Short task
Output, with no changes, the span of lines that opens with the line containing "the white ceiling?" and closes with the last line.

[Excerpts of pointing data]
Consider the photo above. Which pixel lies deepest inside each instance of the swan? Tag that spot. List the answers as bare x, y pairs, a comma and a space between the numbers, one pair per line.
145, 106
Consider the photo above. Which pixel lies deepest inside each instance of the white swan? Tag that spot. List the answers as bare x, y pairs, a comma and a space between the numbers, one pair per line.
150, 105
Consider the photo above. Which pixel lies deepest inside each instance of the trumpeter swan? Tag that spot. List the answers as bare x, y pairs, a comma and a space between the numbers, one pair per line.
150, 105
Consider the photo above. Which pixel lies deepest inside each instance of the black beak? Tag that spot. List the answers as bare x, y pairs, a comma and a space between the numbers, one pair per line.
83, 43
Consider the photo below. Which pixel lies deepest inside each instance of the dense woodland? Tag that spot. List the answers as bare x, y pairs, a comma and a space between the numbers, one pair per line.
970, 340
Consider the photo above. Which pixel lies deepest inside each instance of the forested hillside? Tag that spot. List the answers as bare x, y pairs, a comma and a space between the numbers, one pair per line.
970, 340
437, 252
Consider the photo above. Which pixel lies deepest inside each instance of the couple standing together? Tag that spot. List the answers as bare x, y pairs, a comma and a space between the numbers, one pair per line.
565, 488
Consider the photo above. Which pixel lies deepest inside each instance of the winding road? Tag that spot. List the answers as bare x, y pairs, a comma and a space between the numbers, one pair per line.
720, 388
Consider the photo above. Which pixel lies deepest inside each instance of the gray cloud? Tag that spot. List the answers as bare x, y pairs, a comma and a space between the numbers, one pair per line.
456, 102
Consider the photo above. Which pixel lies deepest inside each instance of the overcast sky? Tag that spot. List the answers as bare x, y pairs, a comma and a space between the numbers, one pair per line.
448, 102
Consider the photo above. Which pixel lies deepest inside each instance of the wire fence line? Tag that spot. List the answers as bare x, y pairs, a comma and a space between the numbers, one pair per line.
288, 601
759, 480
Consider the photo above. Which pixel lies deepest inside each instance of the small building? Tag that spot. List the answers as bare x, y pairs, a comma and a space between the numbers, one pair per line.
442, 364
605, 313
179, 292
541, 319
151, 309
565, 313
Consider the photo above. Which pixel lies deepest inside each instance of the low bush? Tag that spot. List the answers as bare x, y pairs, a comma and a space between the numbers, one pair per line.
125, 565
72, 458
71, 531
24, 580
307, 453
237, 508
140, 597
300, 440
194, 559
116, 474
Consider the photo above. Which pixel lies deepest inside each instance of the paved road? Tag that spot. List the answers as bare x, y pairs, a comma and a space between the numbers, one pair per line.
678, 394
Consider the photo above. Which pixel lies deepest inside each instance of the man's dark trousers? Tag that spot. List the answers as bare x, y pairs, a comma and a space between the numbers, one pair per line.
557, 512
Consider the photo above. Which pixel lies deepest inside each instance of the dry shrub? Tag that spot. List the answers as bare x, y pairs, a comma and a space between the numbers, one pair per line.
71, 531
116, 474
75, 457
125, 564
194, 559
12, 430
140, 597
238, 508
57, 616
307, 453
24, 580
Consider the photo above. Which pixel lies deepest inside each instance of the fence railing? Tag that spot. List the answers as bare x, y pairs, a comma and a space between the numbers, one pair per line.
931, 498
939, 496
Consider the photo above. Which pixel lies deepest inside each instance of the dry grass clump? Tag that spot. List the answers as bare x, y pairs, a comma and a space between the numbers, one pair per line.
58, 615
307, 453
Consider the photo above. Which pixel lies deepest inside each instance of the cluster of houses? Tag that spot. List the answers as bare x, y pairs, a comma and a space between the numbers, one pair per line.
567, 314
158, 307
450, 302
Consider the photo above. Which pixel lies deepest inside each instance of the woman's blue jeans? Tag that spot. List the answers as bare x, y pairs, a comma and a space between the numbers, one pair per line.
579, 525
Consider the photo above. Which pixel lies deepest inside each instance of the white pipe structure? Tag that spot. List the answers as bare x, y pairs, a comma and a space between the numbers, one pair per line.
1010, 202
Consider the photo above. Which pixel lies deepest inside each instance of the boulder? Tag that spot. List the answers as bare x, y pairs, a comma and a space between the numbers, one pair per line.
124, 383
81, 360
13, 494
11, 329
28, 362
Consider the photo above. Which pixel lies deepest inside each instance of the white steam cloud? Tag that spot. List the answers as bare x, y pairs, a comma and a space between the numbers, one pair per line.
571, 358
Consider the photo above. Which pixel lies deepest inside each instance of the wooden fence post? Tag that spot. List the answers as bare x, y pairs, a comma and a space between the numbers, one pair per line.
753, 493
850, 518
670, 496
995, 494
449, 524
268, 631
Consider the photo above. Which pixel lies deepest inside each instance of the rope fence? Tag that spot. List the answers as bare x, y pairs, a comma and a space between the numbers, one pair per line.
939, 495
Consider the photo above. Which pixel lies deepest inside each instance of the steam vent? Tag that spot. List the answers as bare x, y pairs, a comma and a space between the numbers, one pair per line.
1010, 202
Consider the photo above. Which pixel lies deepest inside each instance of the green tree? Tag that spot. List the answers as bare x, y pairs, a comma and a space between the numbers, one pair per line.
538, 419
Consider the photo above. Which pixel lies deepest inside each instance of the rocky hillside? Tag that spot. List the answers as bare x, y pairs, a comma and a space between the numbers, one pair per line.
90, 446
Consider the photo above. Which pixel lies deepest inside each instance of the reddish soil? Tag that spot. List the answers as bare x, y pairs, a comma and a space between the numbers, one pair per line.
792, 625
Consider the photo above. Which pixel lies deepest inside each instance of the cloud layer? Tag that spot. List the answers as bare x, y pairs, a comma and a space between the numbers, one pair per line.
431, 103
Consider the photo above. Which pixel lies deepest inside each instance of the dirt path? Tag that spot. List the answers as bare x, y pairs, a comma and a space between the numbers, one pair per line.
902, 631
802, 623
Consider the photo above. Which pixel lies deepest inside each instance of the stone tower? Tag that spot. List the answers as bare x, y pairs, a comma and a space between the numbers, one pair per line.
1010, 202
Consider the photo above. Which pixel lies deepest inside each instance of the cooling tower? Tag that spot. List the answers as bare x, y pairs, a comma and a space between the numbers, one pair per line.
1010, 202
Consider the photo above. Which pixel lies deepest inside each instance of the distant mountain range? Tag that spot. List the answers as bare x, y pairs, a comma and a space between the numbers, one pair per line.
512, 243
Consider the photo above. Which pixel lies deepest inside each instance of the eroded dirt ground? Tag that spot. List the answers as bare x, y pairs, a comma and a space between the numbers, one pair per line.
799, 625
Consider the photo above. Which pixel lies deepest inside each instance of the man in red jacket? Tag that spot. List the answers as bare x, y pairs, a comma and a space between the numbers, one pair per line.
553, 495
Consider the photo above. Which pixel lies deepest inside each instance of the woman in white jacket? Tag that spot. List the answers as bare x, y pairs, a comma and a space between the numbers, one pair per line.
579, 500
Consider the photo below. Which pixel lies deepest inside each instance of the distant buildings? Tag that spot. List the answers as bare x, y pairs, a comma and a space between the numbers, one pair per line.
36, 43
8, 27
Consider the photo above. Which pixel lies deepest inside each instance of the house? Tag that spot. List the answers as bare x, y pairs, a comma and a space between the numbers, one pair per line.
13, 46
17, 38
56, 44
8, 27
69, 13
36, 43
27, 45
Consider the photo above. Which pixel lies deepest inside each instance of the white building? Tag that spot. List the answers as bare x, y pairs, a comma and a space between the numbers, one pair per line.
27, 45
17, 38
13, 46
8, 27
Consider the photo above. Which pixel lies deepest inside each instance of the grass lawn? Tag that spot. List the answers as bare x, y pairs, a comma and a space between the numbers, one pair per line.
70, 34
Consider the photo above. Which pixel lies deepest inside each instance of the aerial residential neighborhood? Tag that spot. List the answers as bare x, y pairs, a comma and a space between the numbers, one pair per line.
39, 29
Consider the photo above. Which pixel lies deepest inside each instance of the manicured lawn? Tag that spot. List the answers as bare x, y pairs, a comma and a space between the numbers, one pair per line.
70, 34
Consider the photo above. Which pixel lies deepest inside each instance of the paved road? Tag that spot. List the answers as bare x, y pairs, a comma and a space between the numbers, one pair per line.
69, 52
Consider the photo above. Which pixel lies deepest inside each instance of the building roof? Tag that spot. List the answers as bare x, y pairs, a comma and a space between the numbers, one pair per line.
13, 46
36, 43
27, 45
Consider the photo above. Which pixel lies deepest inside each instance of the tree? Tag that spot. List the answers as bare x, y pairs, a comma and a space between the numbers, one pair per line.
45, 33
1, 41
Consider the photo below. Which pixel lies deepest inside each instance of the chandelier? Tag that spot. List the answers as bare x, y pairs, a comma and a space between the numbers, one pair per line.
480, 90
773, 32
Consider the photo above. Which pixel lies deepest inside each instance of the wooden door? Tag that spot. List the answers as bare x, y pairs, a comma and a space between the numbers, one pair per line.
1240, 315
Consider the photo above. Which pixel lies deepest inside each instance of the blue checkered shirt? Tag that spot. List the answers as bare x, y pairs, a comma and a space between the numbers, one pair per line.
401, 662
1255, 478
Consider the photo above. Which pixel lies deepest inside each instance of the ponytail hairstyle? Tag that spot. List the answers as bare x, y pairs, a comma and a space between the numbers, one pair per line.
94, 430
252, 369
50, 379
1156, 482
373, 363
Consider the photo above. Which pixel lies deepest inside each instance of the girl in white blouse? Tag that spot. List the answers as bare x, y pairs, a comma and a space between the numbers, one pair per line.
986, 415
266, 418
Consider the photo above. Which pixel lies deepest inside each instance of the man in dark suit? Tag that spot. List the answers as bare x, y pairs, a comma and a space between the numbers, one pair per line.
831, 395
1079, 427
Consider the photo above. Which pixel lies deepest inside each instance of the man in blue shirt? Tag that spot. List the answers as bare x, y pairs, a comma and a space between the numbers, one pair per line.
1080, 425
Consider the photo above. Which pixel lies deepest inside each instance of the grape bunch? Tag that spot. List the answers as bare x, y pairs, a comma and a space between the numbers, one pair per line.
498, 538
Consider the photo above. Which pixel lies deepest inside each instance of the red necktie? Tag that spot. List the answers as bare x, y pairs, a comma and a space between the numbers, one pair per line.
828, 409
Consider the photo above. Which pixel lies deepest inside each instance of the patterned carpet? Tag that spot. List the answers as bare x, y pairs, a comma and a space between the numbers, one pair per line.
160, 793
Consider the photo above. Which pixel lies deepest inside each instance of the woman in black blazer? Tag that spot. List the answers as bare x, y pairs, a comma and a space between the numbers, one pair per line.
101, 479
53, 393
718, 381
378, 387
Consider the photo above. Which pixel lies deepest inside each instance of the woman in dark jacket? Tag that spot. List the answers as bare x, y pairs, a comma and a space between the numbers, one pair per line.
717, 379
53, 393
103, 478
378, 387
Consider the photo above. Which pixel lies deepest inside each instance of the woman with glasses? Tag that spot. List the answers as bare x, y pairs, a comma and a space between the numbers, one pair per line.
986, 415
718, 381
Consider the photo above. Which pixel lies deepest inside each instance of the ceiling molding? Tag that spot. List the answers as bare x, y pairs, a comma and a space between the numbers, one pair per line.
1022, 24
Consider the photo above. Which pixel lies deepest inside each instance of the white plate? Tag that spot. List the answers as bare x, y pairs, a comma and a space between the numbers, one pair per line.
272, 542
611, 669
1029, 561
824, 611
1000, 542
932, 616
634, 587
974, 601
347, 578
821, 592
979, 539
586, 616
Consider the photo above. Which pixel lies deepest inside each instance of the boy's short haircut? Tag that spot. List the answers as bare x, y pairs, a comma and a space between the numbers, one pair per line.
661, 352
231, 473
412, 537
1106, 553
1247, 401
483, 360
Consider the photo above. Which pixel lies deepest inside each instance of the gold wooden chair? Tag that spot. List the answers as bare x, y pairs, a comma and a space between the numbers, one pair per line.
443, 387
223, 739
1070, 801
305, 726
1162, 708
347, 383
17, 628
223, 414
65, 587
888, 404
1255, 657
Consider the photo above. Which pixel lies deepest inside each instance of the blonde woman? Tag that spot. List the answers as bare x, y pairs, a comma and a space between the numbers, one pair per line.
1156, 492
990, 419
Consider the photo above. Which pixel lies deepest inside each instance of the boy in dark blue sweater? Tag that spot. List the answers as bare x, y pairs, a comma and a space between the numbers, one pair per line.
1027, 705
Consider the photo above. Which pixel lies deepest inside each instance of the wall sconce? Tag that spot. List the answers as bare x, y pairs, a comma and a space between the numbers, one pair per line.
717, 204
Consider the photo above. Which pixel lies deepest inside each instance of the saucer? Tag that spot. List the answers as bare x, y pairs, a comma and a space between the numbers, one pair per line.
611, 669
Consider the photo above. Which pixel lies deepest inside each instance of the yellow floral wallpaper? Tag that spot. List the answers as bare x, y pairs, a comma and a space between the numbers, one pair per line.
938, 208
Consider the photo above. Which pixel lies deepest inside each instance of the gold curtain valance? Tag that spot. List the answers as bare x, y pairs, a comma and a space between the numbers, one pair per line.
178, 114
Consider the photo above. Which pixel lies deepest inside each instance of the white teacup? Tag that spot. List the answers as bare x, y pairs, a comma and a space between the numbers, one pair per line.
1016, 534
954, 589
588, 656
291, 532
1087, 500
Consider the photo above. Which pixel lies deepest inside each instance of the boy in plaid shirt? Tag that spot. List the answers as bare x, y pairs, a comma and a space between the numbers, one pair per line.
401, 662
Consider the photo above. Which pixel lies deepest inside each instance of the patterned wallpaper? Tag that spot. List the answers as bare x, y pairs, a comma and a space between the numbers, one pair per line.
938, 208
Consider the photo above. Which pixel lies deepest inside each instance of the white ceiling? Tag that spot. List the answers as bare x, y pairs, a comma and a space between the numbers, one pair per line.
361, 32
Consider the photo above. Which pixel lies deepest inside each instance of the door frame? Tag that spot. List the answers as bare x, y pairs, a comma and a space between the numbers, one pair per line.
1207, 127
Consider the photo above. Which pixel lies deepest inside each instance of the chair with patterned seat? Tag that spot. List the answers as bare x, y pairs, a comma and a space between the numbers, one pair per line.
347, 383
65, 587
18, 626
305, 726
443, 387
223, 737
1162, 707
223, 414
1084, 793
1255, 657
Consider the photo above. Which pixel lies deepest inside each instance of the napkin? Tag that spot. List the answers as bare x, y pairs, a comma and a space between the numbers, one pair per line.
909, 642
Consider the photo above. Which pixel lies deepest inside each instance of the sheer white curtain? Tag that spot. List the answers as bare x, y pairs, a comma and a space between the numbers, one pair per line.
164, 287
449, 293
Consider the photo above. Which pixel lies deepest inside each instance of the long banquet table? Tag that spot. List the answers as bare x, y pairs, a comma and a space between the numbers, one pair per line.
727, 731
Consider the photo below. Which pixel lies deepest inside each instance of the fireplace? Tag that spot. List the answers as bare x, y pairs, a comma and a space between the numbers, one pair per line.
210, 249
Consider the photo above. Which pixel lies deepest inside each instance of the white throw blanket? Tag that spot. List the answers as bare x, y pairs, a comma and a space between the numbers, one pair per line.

Reply
Consider the photo above. Which pixel lies deepest inside each instance of the white ceiling? Tag that spot. List the answers as bare x, y pairs, a comma and a space between the numbers, one pair per line.
361, 32
Consider the photo above. Which pixel lies deepest inside each instance of the door frame? Tag that spot. List the answers as bare x, y pairs, a comma and a space between the numbers, one pair per line.
1207, 127
Consider the photo above. Which pixel lies deepest inside each instance of the chair with patterned seat? Tag that spot. List the answers as bare x, y pairs, a comma and a space between the numbers, one pair per line.
347, 383
65, 587
18, 626
305, 726
443, 387
223, 737
1162, 707
223, 414
1084, 793
1255, 657
Consider the photo above. Which pixel lies deepest inside each instance of the napkin? Tag that spot. List the answers as bare x, y pairs, a comma and a space between the numbers, one pair per line.
909, 642
Consider the photo above. Which pixel lies deepest inside each instance of the sheer white curtain? Tag that spot. List the answers as bare x, y pairs, a comma and a space between the numbers, one pair per line.
164, 287
449, 293
Consider the photo above. Which pixel lies deepest inside each instance of the long banquet table? Tag that spot. List the answers as bare x, y pairs, a comma and a space between the numbers, one pair per line.
727, 731
Consider the photo below. Which pixel lies deepest inside each instance of the fireplace? Tag that spot. List the answers as bare x, y pairs, a comma and a space between the numbers, one pair per line.
210, 249
Consider the photo above. Which pixel lies deepest inside each instance of the white throw blanket? Tag that spot. List the answers as bare x, y pairs, a comma and a space between the numbers, one pair per line.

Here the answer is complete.